**Task to carry out:**
Show all lines of the listing that contain the word "hand".

**Task inputs:**
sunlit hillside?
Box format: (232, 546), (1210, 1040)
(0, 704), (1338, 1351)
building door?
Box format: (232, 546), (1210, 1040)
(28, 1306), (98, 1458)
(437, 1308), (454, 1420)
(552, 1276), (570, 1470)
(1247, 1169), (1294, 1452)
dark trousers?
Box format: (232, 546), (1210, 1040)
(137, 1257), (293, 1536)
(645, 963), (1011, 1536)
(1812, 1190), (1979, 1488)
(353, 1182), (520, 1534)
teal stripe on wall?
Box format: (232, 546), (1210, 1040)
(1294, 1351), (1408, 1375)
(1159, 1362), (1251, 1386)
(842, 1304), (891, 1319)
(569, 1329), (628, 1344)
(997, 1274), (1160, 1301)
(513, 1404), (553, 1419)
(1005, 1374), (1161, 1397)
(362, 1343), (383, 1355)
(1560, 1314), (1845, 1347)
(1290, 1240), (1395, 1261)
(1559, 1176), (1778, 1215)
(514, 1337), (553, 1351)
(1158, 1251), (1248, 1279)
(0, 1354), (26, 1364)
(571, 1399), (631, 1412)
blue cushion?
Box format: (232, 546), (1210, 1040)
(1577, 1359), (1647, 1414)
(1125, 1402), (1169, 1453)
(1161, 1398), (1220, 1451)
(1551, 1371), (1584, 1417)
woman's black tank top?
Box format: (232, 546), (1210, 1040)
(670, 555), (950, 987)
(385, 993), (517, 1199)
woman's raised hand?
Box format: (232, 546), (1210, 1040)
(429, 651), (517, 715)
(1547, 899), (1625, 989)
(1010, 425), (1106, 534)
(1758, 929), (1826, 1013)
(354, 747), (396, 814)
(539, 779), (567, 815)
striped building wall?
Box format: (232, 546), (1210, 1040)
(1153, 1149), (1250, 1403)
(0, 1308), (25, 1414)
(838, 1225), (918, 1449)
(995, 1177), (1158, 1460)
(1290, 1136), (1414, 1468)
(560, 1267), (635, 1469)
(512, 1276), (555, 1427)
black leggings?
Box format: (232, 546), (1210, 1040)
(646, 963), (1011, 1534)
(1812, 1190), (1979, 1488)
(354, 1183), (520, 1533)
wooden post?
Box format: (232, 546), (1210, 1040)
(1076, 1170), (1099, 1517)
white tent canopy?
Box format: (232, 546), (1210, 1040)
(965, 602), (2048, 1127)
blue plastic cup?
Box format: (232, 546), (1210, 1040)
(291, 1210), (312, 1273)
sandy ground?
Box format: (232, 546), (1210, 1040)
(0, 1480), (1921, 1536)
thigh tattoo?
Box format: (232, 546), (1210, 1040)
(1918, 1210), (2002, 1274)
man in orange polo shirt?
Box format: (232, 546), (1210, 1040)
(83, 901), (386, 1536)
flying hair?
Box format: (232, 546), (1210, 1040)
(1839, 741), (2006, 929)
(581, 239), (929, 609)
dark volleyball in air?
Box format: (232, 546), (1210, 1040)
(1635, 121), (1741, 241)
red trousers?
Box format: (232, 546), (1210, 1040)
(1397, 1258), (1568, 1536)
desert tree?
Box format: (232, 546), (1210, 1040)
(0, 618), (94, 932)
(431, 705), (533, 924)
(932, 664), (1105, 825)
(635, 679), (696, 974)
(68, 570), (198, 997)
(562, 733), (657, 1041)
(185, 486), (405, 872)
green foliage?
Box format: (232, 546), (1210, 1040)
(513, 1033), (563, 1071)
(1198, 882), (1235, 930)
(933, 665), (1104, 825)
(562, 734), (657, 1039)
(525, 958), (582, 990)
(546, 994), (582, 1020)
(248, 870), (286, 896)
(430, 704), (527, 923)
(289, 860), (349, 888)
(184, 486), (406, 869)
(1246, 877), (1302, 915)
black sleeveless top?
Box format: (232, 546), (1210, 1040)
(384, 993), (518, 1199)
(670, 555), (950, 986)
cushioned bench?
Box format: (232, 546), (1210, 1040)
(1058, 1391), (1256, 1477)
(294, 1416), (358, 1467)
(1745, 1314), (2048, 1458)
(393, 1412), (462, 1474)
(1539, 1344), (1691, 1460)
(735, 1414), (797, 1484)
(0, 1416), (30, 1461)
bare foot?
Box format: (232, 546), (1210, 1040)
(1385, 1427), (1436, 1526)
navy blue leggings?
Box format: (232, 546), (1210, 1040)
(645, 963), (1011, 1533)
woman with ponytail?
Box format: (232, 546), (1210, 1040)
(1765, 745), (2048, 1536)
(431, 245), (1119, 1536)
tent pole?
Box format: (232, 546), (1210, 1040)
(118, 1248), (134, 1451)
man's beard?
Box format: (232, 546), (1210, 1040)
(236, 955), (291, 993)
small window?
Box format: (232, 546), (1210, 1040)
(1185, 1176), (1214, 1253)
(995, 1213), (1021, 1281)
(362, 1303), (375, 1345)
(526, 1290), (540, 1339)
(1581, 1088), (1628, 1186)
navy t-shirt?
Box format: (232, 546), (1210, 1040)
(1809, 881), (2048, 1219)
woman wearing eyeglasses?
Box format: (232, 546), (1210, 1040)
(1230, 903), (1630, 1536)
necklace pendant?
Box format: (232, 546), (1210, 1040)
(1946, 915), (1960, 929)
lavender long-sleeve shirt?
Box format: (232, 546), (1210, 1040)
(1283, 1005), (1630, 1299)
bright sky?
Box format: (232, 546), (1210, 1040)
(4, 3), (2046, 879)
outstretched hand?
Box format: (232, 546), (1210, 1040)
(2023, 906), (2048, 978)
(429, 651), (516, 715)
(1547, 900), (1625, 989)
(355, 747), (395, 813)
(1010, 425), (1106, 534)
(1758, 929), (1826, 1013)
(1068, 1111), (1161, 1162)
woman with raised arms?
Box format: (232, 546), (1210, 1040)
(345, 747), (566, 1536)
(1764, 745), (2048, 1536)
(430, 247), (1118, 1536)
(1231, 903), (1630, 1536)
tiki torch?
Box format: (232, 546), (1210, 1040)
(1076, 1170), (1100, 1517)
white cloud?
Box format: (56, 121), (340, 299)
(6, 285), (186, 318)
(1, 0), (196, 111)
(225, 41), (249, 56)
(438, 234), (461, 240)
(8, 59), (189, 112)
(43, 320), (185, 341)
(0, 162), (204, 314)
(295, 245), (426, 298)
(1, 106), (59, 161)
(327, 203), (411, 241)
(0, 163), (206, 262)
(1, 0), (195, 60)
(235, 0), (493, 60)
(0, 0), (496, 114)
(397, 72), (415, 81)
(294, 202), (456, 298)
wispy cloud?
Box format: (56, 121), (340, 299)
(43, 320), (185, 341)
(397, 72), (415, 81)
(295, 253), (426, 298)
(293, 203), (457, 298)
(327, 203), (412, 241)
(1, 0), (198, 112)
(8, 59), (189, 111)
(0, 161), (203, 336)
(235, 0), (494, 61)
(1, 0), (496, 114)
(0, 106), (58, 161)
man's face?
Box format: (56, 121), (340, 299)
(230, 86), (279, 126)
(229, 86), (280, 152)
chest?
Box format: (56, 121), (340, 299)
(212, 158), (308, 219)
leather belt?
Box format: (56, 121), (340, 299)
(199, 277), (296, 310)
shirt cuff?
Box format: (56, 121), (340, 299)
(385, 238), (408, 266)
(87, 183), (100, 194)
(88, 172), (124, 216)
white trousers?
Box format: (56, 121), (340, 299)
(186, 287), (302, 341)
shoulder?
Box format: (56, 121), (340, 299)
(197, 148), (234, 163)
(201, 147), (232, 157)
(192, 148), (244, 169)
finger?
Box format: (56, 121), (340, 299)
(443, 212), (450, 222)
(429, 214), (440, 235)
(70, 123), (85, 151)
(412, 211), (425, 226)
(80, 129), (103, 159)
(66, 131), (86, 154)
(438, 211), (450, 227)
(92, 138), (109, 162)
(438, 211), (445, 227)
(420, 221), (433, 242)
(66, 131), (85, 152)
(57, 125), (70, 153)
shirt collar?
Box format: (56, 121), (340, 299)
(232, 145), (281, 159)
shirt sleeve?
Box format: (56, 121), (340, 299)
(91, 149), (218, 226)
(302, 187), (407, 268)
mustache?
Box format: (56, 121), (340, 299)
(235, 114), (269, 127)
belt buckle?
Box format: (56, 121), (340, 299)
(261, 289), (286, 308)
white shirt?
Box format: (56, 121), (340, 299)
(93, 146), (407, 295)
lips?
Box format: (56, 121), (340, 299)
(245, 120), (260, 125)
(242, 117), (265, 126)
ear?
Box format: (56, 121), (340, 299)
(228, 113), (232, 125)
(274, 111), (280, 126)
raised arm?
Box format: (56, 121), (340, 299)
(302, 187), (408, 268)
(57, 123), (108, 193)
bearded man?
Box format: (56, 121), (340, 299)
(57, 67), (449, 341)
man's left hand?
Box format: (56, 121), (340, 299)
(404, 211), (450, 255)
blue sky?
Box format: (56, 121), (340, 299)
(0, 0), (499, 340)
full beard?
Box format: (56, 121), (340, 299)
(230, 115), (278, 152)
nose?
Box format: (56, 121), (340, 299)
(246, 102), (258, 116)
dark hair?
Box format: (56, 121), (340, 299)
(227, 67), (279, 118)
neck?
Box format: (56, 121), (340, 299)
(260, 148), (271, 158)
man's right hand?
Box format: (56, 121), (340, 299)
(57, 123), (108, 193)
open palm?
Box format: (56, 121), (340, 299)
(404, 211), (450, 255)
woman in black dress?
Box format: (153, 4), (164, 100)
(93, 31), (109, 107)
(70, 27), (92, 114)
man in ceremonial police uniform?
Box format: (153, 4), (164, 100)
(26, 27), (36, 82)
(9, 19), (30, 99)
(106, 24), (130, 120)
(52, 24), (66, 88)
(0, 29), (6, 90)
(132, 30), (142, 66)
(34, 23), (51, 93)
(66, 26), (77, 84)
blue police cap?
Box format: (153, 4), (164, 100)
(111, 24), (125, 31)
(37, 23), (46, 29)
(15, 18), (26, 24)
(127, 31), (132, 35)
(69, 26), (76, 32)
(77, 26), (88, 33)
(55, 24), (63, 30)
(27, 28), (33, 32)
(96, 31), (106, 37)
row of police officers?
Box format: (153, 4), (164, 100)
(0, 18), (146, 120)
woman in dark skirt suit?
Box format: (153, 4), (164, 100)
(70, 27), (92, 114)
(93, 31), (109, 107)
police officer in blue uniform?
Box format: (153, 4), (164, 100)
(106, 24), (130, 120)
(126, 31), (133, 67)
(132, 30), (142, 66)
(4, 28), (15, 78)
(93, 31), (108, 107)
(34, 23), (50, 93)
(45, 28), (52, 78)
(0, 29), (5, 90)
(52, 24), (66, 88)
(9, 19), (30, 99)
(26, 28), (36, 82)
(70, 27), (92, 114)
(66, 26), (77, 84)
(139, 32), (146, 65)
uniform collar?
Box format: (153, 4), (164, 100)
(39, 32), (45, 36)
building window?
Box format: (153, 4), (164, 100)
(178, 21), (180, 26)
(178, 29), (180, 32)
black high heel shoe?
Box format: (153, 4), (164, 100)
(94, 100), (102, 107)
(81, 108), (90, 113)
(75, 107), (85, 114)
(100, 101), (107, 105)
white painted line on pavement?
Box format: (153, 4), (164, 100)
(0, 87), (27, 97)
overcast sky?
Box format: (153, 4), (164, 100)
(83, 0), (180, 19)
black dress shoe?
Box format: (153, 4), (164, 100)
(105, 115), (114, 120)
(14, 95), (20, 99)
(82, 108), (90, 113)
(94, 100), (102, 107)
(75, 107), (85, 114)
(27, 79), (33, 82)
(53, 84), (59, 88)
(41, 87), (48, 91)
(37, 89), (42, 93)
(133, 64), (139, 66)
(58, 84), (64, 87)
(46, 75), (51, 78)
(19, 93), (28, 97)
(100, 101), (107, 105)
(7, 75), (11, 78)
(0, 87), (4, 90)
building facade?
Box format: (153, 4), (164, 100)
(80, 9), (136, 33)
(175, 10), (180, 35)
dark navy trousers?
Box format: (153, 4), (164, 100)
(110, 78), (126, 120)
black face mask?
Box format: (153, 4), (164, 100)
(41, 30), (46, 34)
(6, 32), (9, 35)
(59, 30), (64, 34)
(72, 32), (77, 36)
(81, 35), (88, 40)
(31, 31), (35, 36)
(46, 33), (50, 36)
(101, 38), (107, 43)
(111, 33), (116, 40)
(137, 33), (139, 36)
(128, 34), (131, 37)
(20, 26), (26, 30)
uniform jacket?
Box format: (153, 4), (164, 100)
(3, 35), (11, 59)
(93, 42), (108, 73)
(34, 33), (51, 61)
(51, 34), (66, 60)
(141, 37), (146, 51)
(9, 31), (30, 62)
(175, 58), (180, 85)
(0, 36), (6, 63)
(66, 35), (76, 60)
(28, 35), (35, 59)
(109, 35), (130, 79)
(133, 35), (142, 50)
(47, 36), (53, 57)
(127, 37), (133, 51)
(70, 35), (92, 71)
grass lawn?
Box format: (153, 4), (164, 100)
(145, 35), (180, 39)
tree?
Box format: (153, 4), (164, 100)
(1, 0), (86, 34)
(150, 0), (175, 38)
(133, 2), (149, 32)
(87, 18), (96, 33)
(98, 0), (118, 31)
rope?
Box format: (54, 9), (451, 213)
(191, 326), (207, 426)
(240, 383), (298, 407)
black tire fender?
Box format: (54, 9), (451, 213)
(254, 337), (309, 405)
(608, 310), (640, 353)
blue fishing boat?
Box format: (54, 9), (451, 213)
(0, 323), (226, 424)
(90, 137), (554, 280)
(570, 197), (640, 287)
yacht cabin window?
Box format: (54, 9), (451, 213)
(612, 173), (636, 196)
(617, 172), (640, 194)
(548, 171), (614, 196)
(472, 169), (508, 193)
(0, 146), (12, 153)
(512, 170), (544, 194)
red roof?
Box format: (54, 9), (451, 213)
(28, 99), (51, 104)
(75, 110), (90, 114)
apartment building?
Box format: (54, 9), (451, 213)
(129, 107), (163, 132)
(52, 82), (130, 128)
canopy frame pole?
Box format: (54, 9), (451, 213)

**Response to this task:**
woman's raised hand?
outstretched hand?
man's left hand?
man's right hand?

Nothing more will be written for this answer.